• DATA RECORDS:
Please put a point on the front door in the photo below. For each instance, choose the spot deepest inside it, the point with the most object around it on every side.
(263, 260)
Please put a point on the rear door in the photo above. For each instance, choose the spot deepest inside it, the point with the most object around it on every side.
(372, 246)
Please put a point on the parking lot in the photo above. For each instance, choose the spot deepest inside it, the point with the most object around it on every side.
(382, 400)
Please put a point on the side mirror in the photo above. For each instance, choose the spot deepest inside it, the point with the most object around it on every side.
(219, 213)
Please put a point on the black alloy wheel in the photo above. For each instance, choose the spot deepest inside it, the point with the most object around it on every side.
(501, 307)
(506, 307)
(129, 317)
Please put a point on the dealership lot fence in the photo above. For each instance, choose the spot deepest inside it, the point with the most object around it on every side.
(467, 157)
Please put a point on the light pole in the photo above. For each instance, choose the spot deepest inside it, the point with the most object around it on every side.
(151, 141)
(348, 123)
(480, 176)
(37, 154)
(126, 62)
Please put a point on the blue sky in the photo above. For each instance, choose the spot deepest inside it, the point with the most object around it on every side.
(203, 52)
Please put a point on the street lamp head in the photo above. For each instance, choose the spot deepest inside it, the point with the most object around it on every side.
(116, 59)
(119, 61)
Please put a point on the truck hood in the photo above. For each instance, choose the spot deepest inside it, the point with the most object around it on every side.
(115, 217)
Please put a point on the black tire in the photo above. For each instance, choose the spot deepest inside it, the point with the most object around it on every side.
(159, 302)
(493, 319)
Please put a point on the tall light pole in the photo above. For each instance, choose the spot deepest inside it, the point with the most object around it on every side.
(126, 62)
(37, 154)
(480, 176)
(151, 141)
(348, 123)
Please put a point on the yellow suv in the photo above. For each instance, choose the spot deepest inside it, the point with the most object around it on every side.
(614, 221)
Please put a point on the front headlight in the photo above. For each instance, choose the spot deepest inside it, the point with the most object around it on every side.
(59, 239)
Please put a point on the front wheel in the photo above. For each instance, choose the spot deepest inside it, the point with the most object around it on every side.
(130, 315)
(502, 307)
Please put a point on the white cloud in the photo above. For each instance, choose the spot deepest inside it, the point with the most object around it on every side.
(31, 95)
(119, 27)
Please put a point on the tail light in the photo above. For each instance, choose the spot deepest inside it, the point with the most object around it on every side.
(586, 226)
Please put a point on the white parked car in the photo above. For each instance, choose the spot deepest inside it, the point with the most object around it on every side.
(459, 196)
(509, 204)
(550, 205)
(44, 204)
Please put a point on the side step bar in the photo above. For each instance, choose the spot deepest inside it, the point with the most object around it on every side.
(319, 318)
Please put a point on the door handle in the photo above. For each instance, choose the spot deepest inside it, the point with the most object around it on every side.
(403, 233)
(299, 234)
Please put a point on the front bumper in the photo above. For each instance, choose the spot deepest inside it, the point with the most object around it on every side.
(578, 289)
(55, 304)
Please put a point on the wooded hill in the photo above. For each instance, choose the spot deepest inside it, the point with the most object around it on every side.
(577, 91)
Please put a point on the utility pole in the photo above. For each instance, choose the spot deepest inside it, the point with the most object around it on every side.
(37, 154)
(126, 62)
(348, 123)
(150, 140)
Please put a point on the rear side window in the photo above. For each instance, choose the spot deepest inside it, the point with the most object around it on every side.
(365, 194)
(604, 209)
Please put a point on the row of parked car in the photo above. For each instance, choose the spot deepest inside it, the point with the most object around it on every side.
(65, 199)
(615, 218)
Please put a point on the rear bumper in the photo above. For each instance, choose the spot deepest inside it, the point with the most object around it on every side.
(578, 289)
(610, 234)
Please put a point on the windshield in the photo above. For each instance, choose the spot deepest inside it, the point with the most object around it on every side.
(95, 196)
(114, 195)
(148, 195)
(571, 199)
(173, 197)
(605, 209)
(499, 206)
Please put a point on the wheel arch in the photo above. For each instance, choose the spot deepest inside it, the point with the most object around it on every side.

• WHAT TO PRODUCE:
The records shown above should be given again word for word.

• WRITTEN ANSWER:
Please put a point on the front door in the photo below. For each instance, choose the spot deepest inside it, the point with the most object around it on every side.
(263, 260)
Please put a point on the rear door in the photo above. For each instance, choose the spot deepest inside it, the point with the most object around it on every side.
(372, 246)
Please put a point on the parking lot in the photo above. For each instance, choose the spot deepest inside it, the point with the most object around it on every side.
(382, 400)
Please put a point on the side mirror in the photo above. For each instance, choose the spot deepest inside it, the point with the most object around it on every side.
(219, 213)
Please put a point on the black alloy wheel in the photo above. For each instance, choose the spot deepest inside it, the point with the most object around it on every side.
(501, 307)
(506, 307)
(129, 317)
Please put a point on the dealership lot fence in the photo above. For each instance, choose the spot deepest inside it, the point with the most object around it on every side.
(467, 157)
Please put a point on the light pole in the photo above. For each instance, choose the spot deepest inside it, the point with the most object around it on every side.
(151, 141)
(348, 123)
(480, 176)
(37, 154)
(126, 62)
Please put a point on the blue sky in the photo above. For each instance, choose the spot deepest inside it, the point with the most object around it on every side.
(203, 52)
Please put a point on the street lamp head in the photo above. For each instance, choose the spot deepest inside it, the point with the most object around it on every side.
(116, 59)
(119, 61)
Please put a point on the truck hood in the photo above. For each instance, choose the spot deepest inside it, the point with the most object around it on every side.
(115, 217)
Please put a point on the black tire in the photo above. For each instance, choose the spot deepest inside it, the point with the most object around it on every side.
(159, 302)
(493, 319)
Please put a point on the tall light pole in the photo above. For each instance, choose the spot deepest inside it, the point with the most object around it on every side.
(126, 62)
(37, 154)
(480, 176)
(151, 141)
(348, 123)
Please put a point on the yellow suv in the photo above. For each instance, choose the spot deepest inside it, the point with the most object around it on every side.
(614, 221)
Please put a point on the front headlight in the photo above. For each instance, choose the spot deepest inside it, the point with the most object around it on every side.
(59, 239)
Please put a point on the front wheel in the photo above. For each instance, choose the spot deepest inside it, the point with the most object around it on every side.
(130, 315)
(502, 307)
Please put a point on the white cloud in the photo above. For each instance, choose the spot deepest inside it, the point with the most object around it on every side.
(31, 95)
(119, 27)
Please put a point on the tail light in the photo above. For each instance, choose the spot deepest inside it, the point with the most object around it on every side.
(586, 226)
Please put a point on the white parked car in the photo above. For each instance, choose the spot deepest inside it, the point with the most object around it on every side.
(459, 196)
(509, 204)
(550, 205)
(44, 204)
Please put a point on the side step bar in the photo above. For each instance, choose the spot deepest inside it, the point with the most object around it on every side.
(319, 318)
Please put a point on the door handle in the photo above. For each instance, choose the spot deepest inside it, the point with the most object around it on every side.
(403, 233)
(299, 234)
Please put a point on the front bumper in the photo above. For each instance, choose the spot deepest inside it, the point with the most object around it on every side.
(578, 289)
(55, 304)
Please put a point on the wooded hill in the photo above. For each instance, choose the spot deepest inside it, the point with the most object around it on every side.
(577, 91)
Please put a point on the utility pole in the photo above. For each instance, choose the spot deepest inside it, the point with the most object around it on every side.
(37, 154)
(126, 62)
(348, 123)
(150, 140)
Please put a point on the rear side window in the photo above. For each instance, choose the spot deepest inside it, the point with the most object around it on every side.
(365, 194)
(604, 209)
Please put a point on the row of parked car in the photo above. For each instance, choose the spot deepest inside it, the point with the most object around it on every side.
(65, 199)
(615, 218)
Please put a point on the rear bumper in the photo above. For each instance, choose the spot deepest inside it, the point with the most object around it on every side.
(578, 289)
(610, 234)
Please put a point on the windshield in the photo above. For each instance, choose the spot deepest inside it, the point with the most object around it on every side.
(95, 196)
(114, 195)
(148, 195)
(571, 199)
(173, 197)
(605, 209)
(499, 206)
Please put a point on the wheel arch in the photo above. For each instance, choose the spot deepest inside it, the point with the most object around it on every side.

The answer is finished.